** Spatial annotation entries **
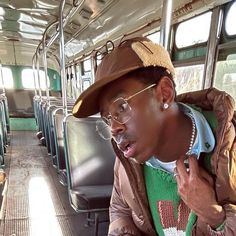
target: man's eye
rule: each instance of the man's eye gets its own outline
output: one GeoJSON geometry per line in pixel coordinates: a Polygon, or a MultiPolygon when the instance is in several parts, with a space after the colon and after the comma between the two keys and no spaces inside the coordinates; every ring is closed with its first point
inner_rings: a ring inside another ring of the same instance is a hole
{"type": "Polygon", "coordinates": [[[128,104],[127,103],[121,103],[119,105],[119,113],[127,111],[127,108],[128,108],[128,104]]]}

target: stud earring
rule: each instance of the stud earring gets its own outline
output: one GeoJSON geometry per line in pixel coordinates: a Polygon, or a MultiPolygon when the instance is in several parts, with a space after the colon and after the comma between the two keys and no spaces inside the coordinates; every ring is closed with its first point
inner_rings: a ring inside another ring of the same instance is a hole
{"type": "Polygon", "coordinates": [[[166,110],[166,109],[168,109],[168,108],[169,108],[169,104],[168,104],[168,103],[164,103],[164,104],[163,104],[163,109],[166,110]]]}

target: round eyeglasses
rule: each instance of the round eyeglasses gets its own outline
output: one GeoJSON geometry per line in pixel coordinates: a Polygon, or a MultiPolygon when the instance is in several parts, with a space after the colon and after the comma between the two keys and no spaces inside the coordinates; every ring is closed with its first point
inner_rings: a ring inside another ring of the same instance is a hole
{"type": "Polygon", "coordinates": [[[116,121],[117,123],[123,125],[131,119],[132,116],[132,109],[128,103],[128,101],[141,94],[142,92],[156,86],[156,84],[151,84],[148,87],[136,92],[135,94],[129,96],[128,98],[117,98],[113,101],[110,105],[110,112],[107,116],[102,116],[102,120],[98,120],[96,123],[96,131],[99,135],[106,140],[112,138],[111,134],[111,125],[112,120],[116,121]]]}

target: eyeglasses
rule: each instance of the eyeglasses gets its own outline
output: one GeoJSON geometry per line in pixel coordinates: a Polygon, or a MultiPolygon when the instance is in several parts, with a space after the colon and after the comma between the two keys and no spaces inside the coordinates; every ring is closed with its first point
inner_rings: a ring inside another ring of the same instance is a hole
{"type": "Polygon", "coordinates": [[[141,94],[142,92],[156,86],[156,84],[151,84],[148,87],[136,92],[135,94],[127,97],[127,98],[117,98],[113,103],[110,105],[110,112],[108,116],[102,116],[102,121],[98,120],[96,124],[96,131],[103,139],[111,139],[112,135],[110,132],[110,127],[112,125],[112,120],[116,121],[119,124],[125,124],[131,119],[131,107],[128,101],[131,98],[141,94]]]}

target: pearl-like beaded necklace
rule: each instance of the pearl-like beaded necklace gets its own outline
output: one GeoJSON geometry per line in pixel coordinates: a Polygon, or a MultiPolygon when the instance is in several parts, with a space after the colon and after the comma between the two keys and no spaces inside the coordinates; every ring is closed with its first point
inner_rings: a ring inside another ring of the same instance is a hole
{"type": "Polygon", "coordinates": [[[190,155],[192,147],[193,147],[195,134],[196,134],[196,123],[195,123],[195,120],[194,120],[192,114],[187,114],[187,115],[191,119],[191,122],[192,122],[192,134],[191,134],[191,138],[190,138],[190,144],[189,144],[189,147],[188,147],[188,151],[186,152],[186,155],[190,155]]]}

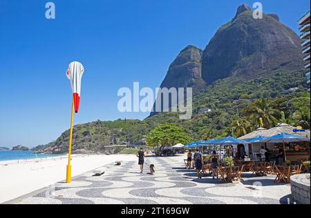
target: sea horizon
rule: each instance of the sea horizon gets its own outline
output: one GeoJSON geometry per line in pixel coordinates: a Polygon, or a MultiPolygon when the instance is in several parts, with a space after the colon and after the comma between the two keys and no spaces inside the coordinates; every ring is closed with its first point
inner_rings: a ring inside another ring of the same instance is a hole
{"type": "Polygon", "coordinates": [[[0,161],[35,159],[59,156],[60,156],[60,155],[36,155],[32,151],[1,150],[0,161]]]}

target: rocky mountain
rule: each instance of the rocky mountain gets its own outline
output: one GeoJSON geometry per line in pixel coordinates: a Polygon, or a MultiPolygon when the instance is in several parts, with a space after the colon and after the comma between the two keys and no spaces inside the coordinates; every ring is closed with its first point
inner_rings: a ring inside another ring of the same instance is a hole
{"type": "MultiPolygon", "coordinates": [[[[218,79],[234,77],[236,83],[227,87],[230,88],[245,79],[280,71],[291,73],[303,68],[297,34],[281,23],[278,15],[263,14],[263,19],[254,19],[251,8],[243,4],[234,18],[217,30],[204,51],[194,46],[181,51],[160,88],[192,88],[196,96],[218,79]]],[[[171,101],[169,105],[171,108],[171,101]]],[[[150,116],[156,114],[151,112],[150,116]]]]}
{"type": "Polygon", "coordinates": [[[183,49],[169,66],[160,88],[192,87],[194,94],[205,88],[201,74],[202,54],[202,51],[194,46],[183,49]]]}
{"type": "Polygon", "coordinates": [[[249,7],[221,26],[203,52],[202,77],[211,84],[228,77],[259,77],[303,67],[300,39],[276,14],[254,19],[249,7]]]}
{"type": "MultiPolygon", "coordinates": [[[[171,63],[167,76],[162,81],[161,88],[192,88],[193,95],[197,95],[200,90],[206,88],[206,83],[202,79],[202,51],[194,46],[184,48],[171,63]]],[[[169,103],[169,108],[172,106],[169,103]]],[[[156,111],[156,104],[153,111],[156,111]]],[[[156,115],[152,112],[151,115],[156,115]]]]}
{"type": "Polygon", "coordinates": [[[12,148],[12,151],[28,151],[29,148],[26,146],[13,146],[13,148],[12,148]]]}
{"type": "MultiPolygon", "coordinates": [[[[183,49],[160,86],[169,89],[193,88],[192,119],[180,120],[174,112],[151,112],[143,121],[118,119],[76,125],[73,152],[106,152],[111,145],[142,145],[148,132],[162,123],[178,123],[196,139],[227,136],[243,108],[263,97],[275,99],[279,107],[276,110],[284,111],[289,123],[296,126],[300,118],[293,115],[298,114],[301,107],[288,102],[301,101],[303,96],[310,104],[310,94],[281,93],[294,87],[305,90],[301,56],[298,36],[280,23],[277,15],[264,14],[263,19],[254,19],[250,8],[242,5],[204,51],[194,46],[183,49]],[[210,111],[198,113],[204,108],[210,111]]],[[[65,153],[68,141],[66,130],[55,141],[34,150],[65,153]]]]}

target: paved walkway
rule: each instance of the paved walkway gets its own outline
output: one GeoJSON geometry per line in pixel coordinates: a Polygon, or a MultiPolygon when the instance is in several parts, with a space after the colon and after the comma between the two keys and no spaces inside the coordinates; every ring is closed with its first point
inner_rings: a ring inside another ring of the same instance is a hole
{"type": "MultiPolygon", "coordinates": [[[[136,161],[104,166],[106,173],[84,173],[73,179],[15,200],[15,204],[286,204],[288,184],[273,182],[274,177],[253,177],[244,174],[238,184],[219,183],[206,177],[198,179],[185,169],[182,156],[148,157],[156,175],[139,173],[136,161]]],[[[146,165],[147,166],[147,165],[146,165]]]]}

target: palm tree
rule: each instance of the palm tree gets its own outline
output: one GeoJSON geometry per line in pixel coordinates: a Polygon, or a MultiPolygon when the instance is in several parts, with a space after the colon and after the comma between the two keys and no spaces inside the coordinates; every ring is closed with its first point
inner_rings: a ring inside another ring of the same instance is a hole
{"type": "Polygon", "coordinates": [[[271,128],[278,122],[276,118],[279,115],[279,111],[273,106],[272,103],[267,99],[262,98],[252,102],[248,108],[244,109],[244,112],[249,119],[258,125],[259,119],[263,119],[263,128],[271,128]]]}

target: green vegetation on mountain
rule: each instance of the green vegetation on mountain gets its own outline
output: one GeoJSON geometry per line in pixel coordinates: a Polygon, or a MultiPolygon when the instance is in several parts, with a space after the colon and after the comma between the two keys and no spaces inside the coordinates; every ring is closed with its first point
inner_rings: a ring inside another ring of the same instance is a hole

** Exercise instructions **
Transcribe every line of the entries above verbatim, from the first entry through the last, leaving out the pictures.

** Exercise output **
target: man's eye
rule: each instance of the man's eye gets its own outline
output: one GeoJSON geometry per line in pixel coordinates: a Polygon, or a MultiPolygon when the instance is in several parts, with a space after the colon and after the comma between the two keys and no spaces inside the coordinates; every ring is closed with its first point
inner_rings: a ring inside another ring of the same instance is a hole
{"type": "Polygon", "coordinates": [[[128,104],[127,103],[121,103],[119,105],[119,113],[127,111],[127,108],[128,108],[128,104]]]}

target: stud earring
rule: each instance of the stud earring gets its own outline
output: one GeoJSON geometry per line in pixel coordinates: a Polygon, or a MultiPolygon when the instance is in several parts, with a space after the colon and after the comma between the two keys and no spaces inside the coordinates; every ring is closed with its first point
inner_rings: a ring inside another ring of the same instance is a hole
{"type": "Polygon", "coordinates": [[[166,110],[166,109],[168,109],[168,108],[169,108],[169,104],[168,104],[168,103],[164,103],[164,104],[163,104],[163,109],[166,110]]]}

target: round eyeglasses
rule: each instance of the round eyeglasses gets its own outline
output: one GeoJSON geometry per line in pixel coordinates: a Polygon, or a MultiPolygon when the instance is in several parts, with a space after the colon and after the comma between the two keys and no spaces inside the coordinates; every ring is closed with its first point
inner_rings: a ring inside another ring of the same instance is a hole
{"type": "Polygon", "coordinates": [[[116,121],[117,123],[123,125],[131,119],[132,116],[132,109],[128,103],[128,101],[141,94],[142,92],[156,86],[156,84],[151,84],[148,87],[136,92],[135,94],[129,96],[128,98],[117,98],[113,101],[110,105],[110,112],[107,116],[102,116],[102,120],[98,120],[96,123],[96,131],[99,135],[106,140],[112,138],[111,134],[111,125],[112,120],[116,121]]]}

target: eyeglasses
rule: each instance of the eyeglasses gets its own outline
output: one GeoJSON geometry per line in pixel coordinates: a Polygon, or a MultiPolygon when the instance is in several parts, with a space after the colon and after the comma between the two keys and no spaces inside the coordinates; every ring is closed with its first point
inner_rings: a ring inside another ring of the same instance is a hole
{"type": "Polygon", "coordinates": [[[141,94],[142,92],[156,86],[156,84],[151,84],[148,87],[136,92],[135,94],[127,97],[127,98],[117,98],[113,103],[110,105],[110,112],[108,116],[102,116],[102,121],[98,120],[96,124],[96,131],[103,139],[111,139],[112,135],[110,132],[110,127],[112,125],[112,120],[116,121],[119,124],[125,124],[131,119],[131,107],[128,101],[131,98],[141,94]]]}

target: pearl-like beaded necklace
rule: each instance of the pearl-like beaded necklace gets its own outline
output: one GeoJSON geometry per line in pixel coordinates: a Polygon, or a MultiPolygon when the instance is in several parts, with a space after the colon and after the comma between the two keys and no spaces inside the coordinates; every ring is closed with its first point
inner_rings: a ring inside another ring of the same instance is a hole
{"type": "Polygon", "coordinates": [[[190,155],[192,147],[193,147],[195,134],[196,134],[196,123],[195,123],[195,120],[194,120],[192,114],[187,114],[187,115],[191,119],[191,122],[192,122],[192,134],[191,134],[191,138],[190,138],[190,144],[189,144],[189,147],[188,147],[188,151],[186,152],[186,155],[190,155]]]}

target: sea horizon
rule: each instance of the sea horizon gets its own outline
output: one GeoJSON geometry per line in pixel coordinates: a Polygon, or a MultiPolygon when the instance is in several parts, with a space after the colon and after the comma between the two keys and no spaces inside the coordinates; every ring is closed with its first point
inner_rings: a ring inside another ring of the same instance is a hole
{"type": "Polygon", "coordinates": [[[0,161],[35,159],[59,156],[60,156],[60,155],[36,155],[32,151],[1,150],[0,161]]]}

target: rocky mountain
rule: each instance of the rocky mountain gets its own outline
output: one GeoJSON geometry per line in pixel coordinates: a Polygon, or a MultiPolygon when the instance is in several parts, with a space after the colon and after the comma between the two keys and no spaces inside the coordinates; every ring is closed with its first point
inner_rings: a ring inside another ring of the same instance is a hole
{"type": "MultiPolygon", "coordinates": [[[[218,79],[234,77],[236,83],[227,87],[230,88],[245,79],[280,71],[291,73],[303,68],[297,34],[281,23],[278,15],[263,14],[263,19],[254,19],[251,8],[243,4],[234,18],[217,30],[204,51],[194,46],[181,51],[160,88],[192,88],[196,96],[218,79]]],[[[171,101],[169,105],[171,108],[171,101]]],[[[150,116],[156,114],[151,112],[150,116]]]]}
{"type": "Polygon", "coordinates": [[[183,49],[169,66],[160,88],[192,87],[194,94],[205,88],[201,74],[202,54],[202,51],[194,46],[183,49]]]}
{"type": "Polygon", "coordinates": [[[249,7],[221,26],[203,52],[202,77],[211,84],[228,77],[259,77],[303,67],[300,39],[276,14],[254,19],[249,7]]]}
{"type": "MultiPolygon", "coordinates": [[[[171,63],[167,76],[162,81],[161,88],[192,88],[193,95],[197,95],[200,90],[206,88],[206,83],[202,79],[202,51],[194,46],[184,48],[171,63]]],[[[169,103],[169,108],[172,106],[169,103]]],[[[156,111],[156,104],[153,111],[156,111]]],[[[156,115],[152,112],[151,115],[156,115]]]]}
{"type": "Polygon", "coordinates": [[[12,148],[12,151],[28,151],[29,148],[26,146],[13,146],[13,148],[12,148]]]}
{"type": "MultiPolygon", "coordinates": [[[[183,49],[160,86],[169,89],[193,88],[192,119],[180,120],[174,112],[151,112],[143,121],[118,119],[76,125],[73,152],[106,152],[111,145],[142,145],[148,132],[162,123],[178,123],[196,139],[227,136],[243,108],[263,97],[275,99],[279,107],[276,110],[284,111],[289,123],[296,126],[300,118],[293,115],[298,114],[301,107],[288,102],[301,101],[303,96],[310,104],[310,94],[281,93],[294,87],[305,90],[301,56],[298,36],[280,23],[277,15],[264,14],[263,19],[254,19],[250,8],[242,5],[204,51],[194,46],[183,49]],[[210,111],[198,113],[204,108],[210,111]]],[[[65,153],[68,141],[66,130],[55,141],[34,150],[65,153]]]]}

target: paved walkway
rule: each instance of the paved walkway gets its own outline
output: one GeoJSON geometry per line in pixel coordinates: a Polygon, or a MultiPolygon when the instance is in several parts, with a space after the colon and after the comma between the two keys and no spaces inside the coordinates; every ring is closed with its first point
inner_rings: a ring inside another ring of the same instance is a hole
{"type": "MultiPolygon", "coordinates": [[[[136,161],[104,166],[106,173],[84,173],[73,179],[15,200],[15,204],[286,204],[288,184],[273,182],[274,177],[253,177],[244,174],[238,184],[219,183],[206,177],[198,179],[185,169],[182,156],[148,157],[156,175],[139,173],[136,161]]],[[[146,165],[147,166],[147,165],[146,165]]]]}

target: palm tree
rule: each instance of the palm tree gets its own outline
output: one GeoJSON geometry per line in pixel coordinates: a Polygon, or a MultiPolygon when the instance is in several parts, with a space after the colon and after the comma between the two keys and no spaces inside the coordinates; every ring is closed with its first point
inner_rings: a ring inside another ring of the same instance is a hole
{"type": "Polygon", "coordinates": [[[271,128],[278,122],[276,118],[279,115],[279,111],[273,106],[272,103],[267,99],[262,98],[252,102],[248,108],[244,109],[244,112],[249,119],[258,125],[259,119],[263,119],[263,128],[271,128]]]}

target: green vegetation on mountain
rule: each instance of the green vegetation on mountain gets its own outline
output: one GeoJSON geometry per line in pixel coordinates: a Polygon, or a MultiPolygon when the instance is in several parts, with a space after the colon and after the comma between the two keys and no spaces inside the coordinates; every ring is closed with its first point
inner_rings: a ring inside another ring of the same instance is a hole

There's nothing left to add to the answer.